— start —

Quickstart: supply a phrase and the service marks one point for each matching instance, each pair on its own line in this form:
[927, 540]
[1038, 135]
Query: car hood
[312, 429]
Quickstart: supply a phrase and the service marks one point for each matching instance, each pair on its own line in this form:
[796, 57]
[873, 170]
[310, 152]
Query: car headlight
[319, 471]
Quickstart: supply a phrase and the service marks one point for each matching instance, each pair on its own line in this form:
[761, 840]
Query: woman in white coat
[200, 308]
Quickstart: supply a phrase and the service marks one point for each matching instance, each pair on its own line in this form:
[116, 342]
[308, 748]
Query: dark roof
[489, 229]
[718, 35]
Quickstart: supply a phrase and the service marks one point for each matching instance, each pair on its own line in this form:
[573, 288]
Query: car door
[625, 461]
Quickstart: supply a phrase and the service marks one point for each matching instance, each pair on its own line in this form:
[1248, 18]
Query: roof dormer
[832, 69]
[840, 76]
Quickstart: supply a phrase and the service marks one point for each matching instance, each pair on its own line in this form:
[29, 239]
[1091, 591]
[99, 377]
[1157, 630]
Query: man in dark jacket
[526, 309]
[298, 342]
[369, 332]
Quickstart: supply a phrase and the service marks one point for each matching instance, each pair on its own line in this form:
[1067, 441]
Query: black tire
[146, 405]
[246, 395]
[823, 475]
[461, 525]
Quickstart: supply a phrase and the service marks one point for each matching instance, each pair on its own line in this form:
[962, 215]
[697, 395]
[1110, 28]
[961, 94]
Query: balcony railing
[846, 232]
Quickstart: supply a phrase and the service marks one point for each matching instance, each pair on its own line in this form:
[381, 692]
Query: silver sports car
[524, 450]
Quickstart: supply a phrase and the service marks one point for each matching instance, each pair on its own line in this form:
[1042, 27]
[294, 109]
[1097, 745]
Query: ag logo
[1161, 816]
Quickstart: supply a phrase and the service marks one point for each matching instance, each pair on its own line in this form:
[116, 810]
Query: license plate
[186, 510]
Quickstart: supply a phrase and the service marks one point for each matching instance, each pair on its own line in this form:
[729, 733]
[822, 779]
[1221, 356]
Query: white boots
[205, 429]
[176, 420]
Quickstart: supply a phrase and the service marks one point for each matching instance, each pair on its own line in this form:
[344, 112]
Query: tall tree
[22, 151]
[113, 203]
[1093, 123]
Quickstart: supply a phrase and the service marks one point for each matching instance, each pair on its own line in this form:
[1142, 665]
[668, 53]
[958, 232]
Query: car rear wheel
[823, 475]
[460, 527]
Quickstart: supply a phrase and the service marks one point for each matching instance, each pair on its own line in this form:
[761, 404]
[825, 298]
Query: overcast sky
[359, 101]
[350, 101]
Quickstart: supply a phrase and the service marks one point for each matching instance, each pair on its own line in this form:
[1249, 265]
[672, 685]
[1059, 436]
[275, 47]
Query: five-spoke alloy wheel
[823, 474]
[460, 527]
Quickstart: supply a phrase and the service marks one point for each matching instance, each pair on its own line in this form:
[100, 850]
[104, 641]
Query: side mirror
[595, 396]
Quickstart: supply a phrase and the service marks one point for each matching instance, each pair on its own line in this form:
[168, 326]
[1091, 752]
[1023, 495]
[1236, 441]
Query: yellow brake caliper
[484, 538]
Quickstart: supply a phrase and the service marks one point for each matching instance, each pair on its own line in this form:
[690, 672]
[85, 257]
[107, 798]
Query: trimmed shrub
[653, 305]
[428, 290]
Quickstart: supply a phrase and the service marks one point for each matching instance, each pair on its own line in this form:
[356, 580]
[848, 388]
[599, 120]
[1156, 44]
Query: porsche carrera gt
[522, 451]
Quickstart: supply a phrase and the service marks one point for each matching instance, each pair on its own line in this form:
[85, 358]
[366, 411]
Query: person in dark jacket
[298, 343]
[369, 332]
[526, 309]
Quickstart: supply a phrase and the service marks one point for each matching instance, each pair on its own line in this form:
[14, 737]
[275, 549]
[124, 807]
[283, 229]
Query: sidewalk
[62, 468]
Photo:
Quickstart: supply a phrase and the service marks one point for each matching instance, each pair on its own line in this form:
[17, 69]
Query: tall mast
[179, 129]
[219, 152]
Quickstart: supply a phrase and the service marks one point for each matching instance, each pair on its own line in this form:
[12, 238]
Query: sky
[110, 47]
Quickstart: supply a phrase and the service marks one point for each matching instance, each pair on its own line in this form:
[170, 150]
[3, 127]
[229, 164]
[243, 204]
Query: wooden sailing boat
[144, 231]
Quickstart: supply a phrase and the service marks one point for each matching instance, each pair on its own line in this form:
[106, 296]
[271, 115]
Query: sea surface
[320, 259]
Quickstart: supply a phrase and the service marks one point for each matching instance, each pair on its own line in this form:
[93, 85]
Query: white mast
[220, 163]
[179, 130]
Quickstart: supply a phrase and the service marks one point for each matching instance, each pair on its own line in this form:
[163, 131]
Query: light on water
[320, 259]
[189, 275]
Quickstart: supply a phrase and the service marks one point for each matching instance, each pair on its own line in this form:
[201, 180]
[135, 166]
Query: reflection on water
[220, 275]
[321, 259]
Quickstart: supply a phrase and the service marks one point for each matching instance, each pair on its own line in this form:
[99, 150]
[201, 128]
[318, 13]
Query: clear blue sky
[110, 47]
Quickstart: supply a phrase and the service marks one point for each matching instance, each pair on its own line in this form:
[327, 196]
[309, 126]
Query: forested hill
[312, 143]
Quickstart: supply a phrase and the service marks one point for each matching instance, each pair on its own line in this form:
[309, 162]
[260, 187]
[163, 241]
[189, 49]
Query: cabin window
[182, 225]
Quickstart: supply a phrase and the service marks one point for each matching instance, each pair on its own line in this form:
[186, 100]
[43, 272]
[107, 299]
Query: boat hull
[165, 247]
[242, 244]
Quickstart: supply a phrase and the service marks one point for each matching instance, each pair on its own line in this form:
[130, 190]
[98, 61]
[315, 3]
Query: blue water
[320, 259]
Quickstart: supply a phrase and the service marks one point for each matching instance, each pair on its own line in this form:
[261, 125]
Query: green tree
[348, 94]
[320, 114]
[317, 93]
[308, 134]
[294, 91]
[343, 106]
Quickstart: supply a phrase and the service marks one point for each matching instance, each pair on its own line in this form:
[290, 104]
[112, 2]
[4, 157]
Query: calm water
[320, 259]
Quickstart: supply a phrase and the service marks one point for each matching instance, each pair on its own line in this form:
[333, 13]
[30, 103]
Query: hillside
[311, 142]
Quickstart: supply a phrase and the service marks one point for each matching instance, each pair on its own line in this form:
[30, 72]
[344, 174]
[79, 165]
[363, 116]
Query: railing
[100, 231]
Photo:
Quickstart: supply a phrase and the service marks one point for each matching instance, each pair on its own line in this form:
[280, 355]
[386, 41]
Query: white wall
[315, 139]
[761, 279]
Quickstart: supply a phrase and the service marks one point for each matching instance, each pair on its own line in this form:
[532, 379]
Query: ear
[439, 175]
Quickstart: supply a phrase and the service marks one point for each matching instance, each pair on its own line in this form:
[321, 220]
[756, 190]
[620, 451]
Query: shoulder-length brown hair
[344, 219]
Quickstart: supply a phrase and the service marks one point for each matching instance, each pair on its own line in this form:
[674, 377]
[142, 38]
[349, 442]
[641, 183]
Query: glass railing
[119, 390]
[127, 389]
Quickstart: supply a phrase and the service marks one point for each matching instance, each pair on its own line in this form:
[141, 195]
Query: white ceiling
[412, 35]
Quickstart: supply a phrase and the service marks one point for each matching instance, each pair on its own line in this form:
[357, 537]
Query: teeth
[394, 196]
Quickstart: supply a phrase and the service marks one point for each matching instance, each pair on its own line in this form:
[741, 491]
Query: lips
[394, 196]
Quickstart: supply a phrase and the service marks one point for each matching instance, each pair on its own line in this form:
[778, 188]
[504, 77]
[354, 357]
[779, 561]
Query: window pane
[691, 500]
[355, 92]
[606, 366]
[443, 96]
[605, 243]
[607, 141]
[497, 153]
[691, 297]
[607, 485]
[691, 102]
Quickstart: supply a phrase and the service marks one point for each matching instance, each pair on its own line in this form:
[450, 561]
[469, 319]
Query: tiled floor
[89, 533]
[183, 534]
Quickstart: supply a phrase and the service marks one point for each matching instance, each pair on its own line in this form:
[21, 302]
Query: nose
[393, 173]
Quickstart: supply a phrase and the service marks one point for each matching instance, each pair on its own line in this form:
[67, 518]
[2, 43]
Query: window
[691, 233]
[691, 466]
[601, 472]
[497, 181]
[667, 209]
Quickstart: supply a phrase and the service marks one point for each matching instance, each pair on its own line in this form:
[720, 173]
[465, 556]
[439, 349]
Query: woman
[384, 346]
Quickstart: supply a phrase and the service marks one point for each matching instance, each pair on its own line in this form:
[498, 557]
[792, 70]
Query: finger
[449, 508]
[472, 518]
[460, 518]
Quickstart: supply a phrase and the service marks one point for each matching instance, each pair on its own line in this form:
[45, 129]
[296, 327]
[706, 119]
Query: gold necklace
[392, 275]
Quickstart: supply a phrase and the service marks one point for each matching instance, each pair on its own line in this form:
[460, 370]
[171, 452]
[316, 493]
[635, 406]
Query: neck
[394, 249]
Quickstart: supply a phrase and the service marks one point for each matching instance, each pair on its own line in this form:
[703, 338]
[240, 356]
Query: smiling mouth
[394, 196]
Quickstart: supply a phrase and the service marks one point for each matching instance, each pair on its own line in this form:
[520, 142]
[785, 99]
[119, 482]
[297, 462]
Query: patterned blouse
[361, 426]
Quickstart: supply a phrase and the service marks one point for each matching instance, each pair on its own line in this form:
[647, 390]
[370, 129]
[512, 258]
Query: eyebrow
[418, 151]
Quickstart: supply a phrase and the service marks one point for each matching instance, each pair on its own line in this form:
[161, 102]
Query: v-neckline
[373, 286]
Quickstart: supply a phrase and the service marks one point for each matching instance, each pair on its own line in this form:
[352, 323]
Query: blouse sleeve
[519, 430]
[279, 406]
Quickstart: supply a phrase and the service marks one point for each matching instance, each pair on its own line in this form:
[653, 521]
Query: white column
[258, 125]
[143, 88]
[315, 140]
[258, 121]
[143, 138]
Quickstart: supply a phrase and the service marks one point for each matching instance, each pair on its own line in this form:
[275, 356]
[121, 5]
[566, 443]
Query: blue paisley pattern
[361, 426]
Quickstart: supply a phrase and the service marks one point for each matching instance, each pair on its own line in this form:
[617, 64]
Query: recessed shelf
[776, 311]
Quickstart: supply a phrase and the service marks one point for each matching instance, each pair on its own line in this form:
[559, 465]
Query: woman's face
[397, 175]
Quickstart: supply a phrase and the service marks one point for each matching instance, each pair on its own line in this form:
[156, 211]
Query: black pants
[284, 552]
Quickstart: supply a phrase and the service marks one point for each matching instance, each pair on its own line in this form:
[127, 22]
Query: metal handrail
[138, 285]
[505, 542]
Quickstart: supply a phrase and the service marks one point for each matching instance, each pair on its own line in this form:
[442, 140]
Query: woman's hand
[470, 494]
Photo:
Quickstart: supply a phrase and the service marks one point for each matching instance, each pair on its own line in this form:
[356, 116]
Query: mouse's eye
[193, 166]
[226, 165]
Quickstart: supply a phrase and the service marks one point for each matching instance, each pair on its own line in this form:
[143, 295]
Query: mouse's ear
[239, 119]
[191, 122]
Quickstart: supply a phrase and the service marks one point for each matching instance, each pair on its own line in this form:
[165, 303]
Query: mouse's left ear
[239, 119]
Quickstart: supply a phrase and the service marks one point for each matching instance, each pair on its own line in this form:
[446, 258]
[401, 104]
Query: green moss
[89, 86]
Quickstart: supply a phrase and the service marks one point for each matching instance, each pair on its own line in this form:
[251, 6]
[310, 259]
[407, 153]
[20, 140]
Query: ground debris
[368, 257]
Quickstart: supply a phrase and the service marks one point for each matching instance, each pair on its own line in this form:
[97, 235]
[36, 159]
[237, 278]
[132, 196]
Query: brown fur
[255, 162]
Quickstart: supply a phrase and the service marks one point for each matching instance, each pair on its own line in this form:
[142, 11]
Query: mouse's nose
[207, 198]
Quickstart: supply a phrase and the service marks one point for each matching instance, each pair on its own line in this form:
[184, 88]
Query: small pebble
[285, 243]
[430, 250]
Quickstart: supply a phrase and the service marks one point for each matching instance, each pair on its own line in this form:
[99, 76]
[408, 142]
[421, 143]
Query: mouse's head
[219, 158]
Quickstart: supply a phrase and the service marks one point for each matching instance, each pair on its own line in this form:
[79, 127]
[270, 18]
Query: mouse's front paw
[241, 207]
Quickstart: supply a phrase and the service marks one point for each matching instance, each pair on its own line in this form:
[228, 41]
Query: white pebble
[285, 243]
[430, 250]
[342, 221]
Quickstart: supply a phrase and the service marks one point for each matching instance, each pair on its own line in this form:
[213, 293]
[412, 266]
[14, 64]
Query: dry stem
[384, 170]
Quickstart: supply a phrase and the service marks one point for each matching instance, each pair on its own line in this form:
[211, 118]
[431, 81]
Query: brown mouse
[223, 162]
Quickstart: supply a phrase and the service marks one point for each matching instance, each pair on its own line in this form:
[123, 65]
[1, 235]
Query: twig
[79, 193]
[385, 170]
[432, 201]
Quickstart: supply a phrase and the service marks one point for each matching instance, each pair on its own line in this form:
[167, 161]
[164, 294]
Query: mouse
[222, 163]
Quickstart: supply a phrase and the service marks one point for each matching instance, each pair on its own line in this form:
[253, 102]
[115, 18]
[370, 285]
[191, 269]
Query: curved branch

— end —

- [Required task]
Pull out every line of the listing above that contains the word "jacket", where case counts.

- [Written response]
Query: man in dark jacket
Query: person in dark jacket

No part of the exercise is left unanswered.